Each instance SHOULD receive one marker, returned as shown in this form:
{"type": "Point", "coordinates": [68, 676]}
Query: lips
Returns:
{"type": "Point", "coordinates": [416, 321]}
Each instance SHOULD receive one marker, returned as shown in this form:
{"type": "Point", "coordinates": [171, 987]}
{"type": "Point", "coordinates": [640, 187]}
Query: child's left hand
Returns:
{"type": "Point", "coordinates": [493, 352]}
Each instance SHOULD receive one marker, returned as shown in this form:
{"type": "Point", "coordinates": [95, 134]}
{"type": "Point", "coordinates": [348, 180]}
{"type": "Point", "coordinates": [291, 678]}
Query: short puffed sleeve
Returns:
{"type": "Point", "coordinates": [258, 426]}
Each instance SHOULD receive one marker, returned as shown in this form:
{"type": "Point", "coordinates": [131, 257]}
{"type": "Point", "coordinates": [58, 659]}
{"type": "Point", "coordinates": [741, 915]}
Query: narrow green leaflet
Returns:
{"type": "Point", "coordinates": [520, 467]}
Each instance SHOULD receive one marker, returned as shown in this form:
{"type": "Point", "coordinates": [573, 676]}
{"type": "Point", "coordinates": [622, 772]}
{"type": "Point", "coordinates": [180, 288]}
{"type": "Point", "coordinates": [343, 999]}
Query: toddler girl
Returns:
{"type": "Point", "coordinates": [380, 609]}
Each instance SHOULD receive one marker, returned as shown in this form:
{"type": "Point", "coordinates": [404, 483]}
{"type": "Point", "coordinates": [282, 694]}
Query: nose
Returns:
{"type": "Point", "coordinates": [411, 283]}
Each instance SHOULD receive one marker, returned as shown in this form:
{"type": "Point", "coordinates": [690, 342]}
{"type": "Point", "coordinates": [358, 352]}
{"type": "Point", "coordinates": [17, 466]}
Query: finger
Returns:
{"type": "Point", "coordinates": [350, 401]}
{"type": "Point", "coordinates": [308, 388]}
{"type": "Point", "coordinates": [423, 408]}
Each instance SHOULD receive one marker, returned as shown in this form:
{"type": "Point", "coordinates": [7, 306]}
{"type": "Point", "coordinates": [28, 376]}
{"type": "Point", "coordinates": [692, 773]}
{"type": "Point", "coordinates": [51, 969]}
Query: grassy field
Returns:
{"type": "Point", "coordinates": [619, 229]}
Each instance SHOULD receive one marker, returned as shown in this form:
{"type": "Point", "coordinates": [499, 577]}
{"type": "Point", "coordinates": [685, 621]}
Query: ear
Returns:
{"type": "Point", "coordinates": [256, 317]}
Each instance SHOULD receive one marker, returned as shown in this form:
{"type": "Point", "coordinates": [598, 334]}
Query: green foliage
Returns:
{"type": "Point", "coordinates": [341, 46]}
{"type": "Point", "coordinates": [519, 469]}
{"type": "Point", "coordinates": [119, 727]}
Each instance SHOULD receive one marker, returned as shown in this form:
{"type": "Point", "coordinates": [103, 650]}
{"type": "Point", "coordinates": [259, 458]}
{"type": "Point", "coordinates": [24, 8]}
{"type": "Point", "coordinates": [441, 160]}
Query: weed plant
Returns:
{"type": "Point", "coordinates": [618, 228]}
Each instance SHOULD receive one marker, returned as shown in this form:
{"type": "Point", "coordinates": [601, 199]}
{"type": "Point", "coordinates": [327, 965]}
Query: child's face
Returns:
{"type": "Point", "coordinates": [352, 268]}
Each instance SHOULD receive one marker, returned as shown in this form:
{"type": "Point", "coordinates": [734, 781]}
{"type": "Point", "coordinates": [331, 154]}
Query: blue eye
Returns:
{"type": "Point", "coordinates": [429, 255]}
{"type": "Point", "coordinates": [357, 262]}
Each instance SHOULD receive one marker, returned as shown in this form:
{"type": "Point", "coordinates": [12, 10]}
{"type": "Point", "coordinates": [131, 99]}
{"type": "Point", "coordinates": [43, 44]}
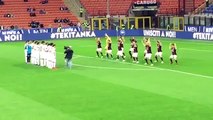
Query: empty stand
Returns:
{"type": "Point", "coordinates": [22, 18]}
{"type": "Point", "coordinates": [99, 7]}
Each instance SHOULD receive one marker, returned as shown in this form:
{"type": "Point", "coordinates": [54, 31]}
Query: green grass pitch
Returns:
{"type": "Point", "coordinates": [101, 89]}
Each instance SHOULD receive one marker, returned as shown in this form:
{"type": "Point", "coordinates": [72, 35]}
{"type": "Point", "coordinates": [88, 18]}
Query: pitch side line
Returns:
{"type": "Point", "coordinates": [197, 50]}
{"type": "Point", "coordinates": [177, 71]}
{"type": "Point", "coordinates": [111, 68]}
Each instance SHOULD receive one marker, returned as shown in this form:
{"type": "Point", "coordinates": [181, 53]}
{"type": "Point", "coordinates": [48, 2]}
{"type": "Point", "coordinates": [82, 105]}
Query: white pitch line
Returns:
{"type": "Point", "coordinates": [177, 71]}
{"type": "Point", "coordinates": [197, 50]}
{"type": "Point", "coordinates": [111, 68]}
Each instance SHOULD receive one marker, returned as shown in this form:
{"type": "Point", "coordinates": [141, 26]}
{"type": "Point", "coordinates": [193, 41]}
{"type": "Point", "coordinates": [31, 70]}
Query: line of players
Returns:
{"type": "Point", "coordinates": [40, 53]}
{"type": "Point", "coordinates": [133, 52]}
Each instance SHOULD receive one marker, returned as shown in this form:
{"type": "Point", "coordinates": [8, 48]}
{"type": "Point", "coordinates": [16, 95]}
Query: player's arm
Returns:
{"type": "Point", "coordinates": [170, 45]}
{"type": "Point", "coordinates": [175, 46]}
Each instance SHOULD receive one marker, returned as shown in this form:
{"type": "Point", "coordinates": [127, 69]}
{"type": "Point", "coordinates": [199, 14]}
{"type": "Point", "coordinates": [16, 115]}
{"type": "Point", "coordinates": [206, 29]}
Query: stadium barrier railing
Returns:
{"type": "Point", "coordinates": [70, 33]}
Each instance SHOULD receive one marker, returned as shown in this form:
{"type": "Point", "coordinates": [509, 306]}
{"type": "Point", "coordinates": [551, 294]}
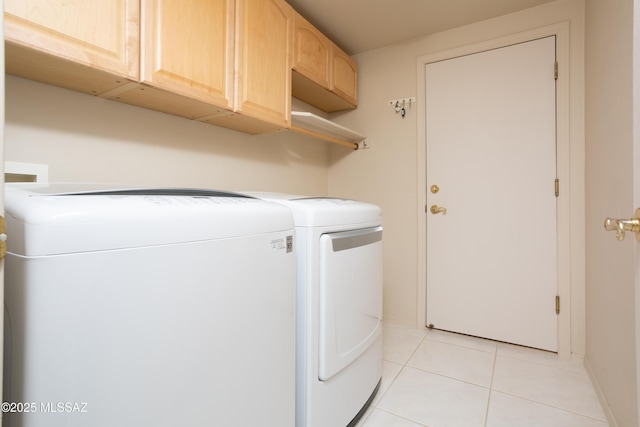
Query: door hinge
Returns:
{"type": "Point", "coordinates": [3, 238]}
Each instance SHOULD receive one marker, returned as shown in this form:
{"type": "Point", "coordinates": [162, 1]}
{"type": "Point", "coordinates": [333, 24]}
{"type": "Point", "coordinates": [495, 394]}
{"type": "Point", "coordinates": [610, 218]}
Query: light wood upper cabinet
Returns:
{"type": "Point", "coordinates": [311, 52]}
{"type": "Point", "coordinates": [263, 60]}
{"type": "Point", "coordinates": [88, 46]}
{"type": "Point", "coordinates": [323, 74]}
{"type": "Point", "coordinates": [186, 64]}
{"type": "Point", "coordinates": [187, 48]}
{"type": "Point", "coordinates": [344, 74]}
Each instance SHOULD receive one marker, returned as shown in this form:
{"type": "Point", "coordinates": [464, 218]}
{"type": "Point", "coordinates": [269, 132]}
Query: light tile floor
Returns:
{"type": "Point", "coordinates": [439, 379]}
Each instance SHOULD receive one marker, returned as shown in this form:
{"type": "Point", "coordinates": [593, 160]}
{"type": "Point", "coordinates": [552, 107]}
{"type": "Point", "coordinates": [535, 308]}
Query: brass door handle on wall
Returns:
{"type": "Point", "coordinates": [620, 226]}
{"type": "Point", "coordinates": [435, 209]}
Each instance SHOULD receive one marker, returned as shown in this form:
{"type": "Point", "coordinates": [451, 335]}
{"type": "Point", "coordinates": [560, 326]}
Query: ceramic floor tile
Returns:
{"type": "Point", "coordinates": [434, 400]}
{"type": "Point", "coordinates": [400, 341]}
{"type": "Point", "coordinates": [561, 388]}
{"type": "Point", "coordinates": [389, 372]}
{"type": "Point", "coordinates": [461, 363]}
{"type": "Point", "coordinates": [380, 418]}
{"type": "Point", "coordinates": [509, 411]}
{"type": "Point", "coordinates": [539, 356]}
{"type": "Point", "coordinates": [462, 340]}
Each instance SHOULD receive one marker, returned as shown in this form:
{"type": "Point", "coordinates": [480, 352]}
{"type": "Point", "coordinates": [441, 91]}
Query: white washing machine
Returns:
{"type": "Point", "coordinates": [339, 307]}
{"type": "Point", "coordinates": [148, 308]}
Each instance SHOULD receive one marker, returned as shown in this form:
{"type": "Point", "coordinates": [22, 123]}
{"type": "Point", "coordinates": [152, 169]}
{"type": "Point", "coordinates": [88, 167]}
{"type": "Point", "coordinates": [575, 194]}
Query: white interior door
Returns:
{"type": "Point", "coordinates": [491, 151]}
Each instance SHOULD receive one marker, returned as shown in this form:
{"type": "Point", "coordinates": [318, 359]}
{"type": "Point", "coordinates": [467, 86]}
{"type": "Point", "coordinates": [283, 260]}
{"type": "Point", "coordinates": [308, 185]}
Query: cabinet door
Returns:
{"type": "Point", "coordinates": [263, 70]}
{"type": "Point", "coordinates": [73, 43]}
{"type": "Point", "coordinates": [345, 76]}
{"type": "Point", "coordinates": [311, 52]}
{"type": "Point", "coordinates": [187, 48]}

━━━

- **EXERCISE GOAL**
Reproduce every line of the listing above in which the string "white" appears.

- **WRITTEN SOLUTION**
Query: white pitch line
Query: white washing machine
Query: white interior door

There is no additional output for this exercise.